» **Exercise instructions**:
Pull out every line in the listing that includes the string "woman", and reproduce each one unchanged.

Dataset rows:
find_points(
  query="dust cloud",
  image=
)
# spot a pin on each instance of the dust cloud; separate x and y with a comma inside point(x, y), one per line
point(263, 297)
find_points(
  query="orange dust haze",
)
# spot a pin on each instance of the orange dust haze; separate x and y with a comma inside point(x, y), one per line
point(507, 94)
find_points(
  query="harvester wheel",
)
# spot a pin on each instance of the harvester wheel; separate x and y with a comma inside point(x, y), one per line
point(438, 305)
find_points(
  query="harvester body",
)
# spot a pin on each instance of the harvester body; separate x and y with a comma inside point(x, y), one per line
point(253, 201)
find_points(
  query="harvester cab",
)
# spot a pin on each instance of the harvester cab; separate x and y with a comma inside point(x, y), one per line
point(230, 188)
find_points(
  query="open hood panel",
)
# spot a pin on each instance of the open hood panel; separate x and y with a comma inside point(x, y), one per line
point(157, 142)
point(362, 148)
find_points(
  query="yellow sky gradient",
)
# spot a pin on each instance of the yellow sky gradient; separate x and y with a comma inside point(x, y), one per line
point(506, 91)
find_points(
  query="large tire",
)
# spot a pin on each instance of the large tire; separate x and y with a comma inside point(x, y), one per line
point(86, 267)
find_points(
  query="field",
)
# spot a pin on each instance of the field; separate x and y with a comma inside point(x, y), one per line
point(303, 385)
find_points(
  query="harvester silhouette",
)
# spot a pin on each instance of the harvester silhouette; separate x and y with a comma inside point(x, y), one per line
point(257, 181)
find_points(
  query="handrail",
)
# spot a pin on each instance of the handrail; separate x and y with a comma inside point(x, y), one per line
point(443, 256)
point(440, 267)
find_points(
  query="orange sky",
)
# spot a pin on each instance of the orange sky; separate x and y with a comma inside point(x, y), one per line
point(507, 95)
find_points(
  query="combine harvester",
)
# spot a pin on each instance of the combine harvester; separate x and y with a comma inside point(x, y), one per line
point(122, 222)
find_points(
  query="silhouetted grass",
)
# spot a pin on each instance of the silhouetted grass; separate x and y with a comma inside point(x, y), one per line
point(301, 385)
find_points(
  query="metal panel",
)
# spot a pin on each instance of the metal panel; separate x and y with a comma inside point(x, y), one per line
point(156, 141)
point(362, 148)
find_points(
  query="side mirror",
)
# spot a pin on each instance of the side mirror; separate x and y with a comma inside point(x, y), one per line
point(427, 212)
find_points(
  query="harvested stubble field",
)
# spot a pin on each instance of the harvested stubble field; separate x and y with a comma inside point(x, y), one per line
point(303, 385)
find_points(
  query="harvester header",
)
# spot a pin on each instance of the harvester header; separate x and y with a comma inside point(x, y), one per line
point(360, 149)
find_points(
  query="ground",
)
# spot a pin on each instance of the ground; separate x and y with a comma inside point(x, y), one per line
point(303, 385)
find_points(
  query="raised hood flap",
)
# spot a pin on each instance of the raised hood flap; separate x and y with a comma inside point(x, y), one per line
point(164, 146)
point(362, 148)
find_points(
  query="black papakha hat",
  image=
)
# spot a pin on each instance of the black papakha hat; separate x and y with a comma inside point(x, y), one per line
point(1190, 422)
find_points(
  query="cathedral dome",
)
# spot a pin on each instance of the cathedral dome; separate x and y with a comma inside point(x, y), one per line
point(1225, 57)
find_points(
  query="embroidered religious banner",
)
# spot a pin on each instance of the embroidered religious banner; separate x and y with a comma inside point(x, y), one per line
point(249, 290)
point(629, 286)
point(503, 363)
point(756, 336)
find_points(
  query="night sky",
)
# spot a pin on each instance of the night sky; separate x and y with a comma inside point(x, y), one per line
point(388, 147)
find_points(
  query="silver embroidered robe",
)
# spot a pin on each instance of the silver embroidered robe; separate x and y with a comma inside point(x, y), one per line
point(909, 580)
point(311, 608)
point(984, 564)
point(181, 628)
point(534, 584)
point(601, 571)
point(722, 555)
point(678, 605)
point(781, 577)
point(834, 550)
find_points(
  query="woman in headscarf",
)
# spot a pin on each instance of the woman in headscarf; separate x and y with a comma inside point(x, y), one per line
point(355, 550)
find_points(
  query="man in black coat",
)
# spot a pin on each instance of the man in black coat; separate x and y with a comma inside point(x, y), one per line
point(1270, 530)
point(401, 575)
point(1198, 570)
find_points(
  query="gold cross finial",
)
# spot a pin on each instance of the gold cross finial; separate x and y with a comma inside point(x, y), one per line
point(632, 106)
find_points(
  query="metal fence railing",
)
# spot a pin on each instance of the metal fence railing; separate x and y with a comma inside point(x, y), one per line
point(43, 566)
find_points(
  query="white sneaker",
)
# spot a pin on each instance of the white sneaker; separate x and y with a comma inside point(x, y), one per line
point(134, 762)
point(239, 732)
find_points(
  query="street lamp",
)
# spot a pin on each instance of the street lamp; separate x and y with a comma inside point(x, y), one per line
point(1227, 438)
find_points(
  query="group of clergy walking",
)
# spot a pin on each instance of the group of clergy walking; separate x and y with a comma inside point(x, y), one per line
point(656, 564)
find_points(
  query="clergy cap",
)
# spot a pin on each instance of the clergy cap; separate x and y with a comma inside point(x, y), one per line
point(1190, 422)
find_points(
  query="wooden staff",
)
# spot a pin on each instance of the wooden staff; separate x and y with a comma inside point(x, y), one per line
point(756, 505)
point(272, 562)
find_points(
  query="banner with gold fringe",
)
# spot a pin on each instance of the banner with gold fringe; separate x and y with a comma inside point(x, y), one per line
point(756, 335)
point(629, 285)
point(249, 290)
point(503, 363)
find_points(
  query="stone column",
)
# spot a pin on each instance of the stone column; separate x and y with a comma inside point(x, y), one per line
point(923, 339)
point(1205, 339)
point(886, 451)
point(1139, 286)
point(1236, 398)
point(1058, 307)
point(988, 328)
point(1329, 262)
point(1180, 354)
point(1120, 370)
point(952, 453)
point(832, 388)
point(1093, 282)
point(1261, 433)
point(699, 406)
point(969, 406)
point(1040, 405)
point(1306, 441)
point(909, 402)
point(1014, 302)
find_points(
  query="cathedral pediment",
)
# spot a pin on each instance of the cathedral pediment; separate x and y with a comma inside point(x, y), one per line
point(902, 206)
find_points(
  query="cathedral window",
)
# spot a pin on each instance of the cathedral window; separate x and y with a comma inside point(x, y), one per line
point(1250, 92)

» **Written answer**:
  query="woman in headscarf",
# spot a pin on each instance of the woman in headscarf; separate x and y with a comma inside point(x, y), one per line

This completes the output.